= EXERCISE DIRECTIONS =
Please copy word for word the part of the Custer Gallatin excerpt below that begins at the words "For the Future" and stops after "on the draft.".

--- START OF EXCERPT ---

For the Future of our Custer Gallatin National Forest Wildlands
Act today to protect the Gallatins, Madisons, Crazies, and other beloved places in southern Montana
Encompassing everything from soaring alpine peaks near Bozeman to sandstone outcroppings in the prairies around Ekalaka, the Custer Gallatin National Forest (CGNF) is one of the most diverse national forests in the country. The U.S. Forest Service is currently in the midst of revising its plan for managing this 3 million-acre national forest that spans across the southern portion of Montana, from West Yellowstone to South Dakota. The Forest Service recently released a draft of the revised plan, and opened up a 90-day comment period in which the public is welcome to weigh in and submit comments on the draft.

--- END OF EXCERPT ---
--- START OF SUPPLIED ENTRIES ---

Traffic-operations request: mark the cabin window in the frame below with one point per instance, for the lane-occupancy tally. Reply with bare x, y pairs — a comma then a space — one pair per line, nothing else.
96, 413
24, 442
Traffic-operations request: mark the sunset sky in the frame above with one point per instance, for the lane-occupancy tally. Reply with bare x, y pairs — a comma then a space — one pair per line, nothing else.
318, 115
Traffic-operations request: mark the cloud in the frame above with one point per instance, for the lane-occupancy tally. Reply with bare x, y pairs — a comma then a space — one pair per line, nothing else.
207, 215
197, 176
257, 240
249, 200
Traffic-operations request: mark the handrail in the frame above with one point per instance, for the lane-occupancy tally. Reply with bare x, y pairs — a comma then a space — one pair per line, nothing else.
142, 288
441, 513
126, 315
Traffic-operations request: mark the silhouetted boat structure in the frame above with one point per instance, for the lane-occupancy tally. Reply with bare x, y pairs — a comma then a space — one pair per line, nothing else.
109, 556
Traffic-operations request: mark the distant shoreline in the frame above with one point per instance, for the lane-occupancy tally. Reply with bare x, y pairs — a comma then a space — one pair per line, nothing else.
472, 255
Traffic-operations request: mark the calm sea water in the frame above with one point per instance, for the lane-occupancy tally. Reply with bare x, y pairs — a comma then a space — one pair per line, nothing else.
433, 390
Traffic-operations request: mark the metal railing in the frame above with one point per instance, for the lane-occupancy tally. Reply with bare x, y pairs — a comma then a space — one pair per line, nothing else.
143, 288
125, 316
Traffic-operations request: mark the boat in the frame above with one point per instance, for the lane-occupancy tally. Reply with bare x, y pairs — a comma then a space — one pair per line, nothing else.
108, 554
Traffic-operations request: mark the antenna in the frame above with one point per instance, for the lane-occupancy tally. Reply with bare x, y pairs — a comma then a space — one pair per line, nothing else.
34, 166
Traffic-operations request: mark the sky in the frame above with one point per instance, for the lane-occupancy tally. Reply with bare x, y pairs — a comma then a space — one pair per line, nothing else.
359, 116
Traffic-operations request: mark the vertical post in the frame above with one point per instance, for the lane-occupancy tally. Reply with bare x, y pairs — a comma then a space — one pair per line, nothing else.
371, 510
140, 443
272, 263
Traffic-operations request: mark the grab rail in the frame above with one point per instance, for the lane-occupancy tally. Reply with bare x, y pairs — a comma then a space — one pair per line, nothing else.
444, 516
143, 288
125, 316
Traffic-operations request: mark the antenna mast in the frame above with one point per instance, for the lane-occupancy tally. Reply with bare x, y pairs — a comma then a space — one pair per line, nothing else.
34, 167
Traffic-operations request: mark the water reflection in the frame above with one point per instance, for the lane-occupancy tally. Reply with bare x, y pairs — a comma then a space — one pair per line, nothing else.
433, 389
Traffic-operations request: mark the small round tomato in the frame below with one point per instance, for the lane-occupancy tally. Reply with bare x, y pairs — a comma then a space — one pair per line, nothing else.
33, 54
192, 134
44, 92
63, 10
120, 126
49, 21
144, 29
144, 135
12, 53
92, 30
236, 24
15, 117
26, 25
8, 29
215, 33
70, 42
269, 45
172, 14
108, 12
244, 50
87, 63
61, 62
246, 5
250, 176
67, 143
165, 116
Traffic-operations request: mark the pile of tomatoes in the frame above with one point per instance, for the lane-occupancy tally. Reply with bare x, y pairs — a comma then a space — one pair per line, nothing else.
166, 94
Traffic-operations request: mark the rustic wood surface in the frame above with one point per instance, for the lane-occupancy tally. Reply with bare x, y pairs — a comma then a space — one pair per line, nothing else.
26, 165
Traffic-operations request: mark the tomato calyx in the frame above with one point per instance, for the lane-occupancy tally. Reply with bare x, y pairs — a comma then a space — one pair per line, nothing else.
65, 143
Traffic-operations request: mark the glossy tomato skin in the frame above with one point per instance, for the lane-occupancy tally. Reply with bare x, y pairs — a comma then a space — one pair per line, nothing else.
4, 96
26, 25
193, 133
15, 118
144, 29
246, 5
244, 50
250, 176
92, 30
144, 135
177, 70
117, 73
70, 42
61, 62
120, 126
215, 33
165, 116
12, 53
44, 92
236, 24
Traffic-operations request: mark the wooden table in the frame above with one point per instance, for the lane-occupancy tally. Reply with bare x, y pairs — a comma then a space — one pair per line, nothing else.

--- END OF SUPPLIED ENTRIES ---

= SOLUTION TO THIS TASK =
For the Future of our Custer Gallatin National Forest Wildlands
Act today to protect the Gallatins, Madisons, Crazies, and other beloved places in southern Montana
Encompassing everything from soaring alpine peaks near Bozeman to sandstone outcroppings in the prairies around Ekalaka, the Custer Gallatin National Forest (CGNF) is one of the most diverse national forests in the country. The U.S. Forest Service is currently in the midst of revising its plan for managing this 3 million-acre national forest that spans across the southern portion of Montana, from West Yellowstone to South Dakota. The Forest Service recently released a draft of the revised plan, and opened up a 90-day comment period in which the public is welcome to weigh in and submit comments on the draft.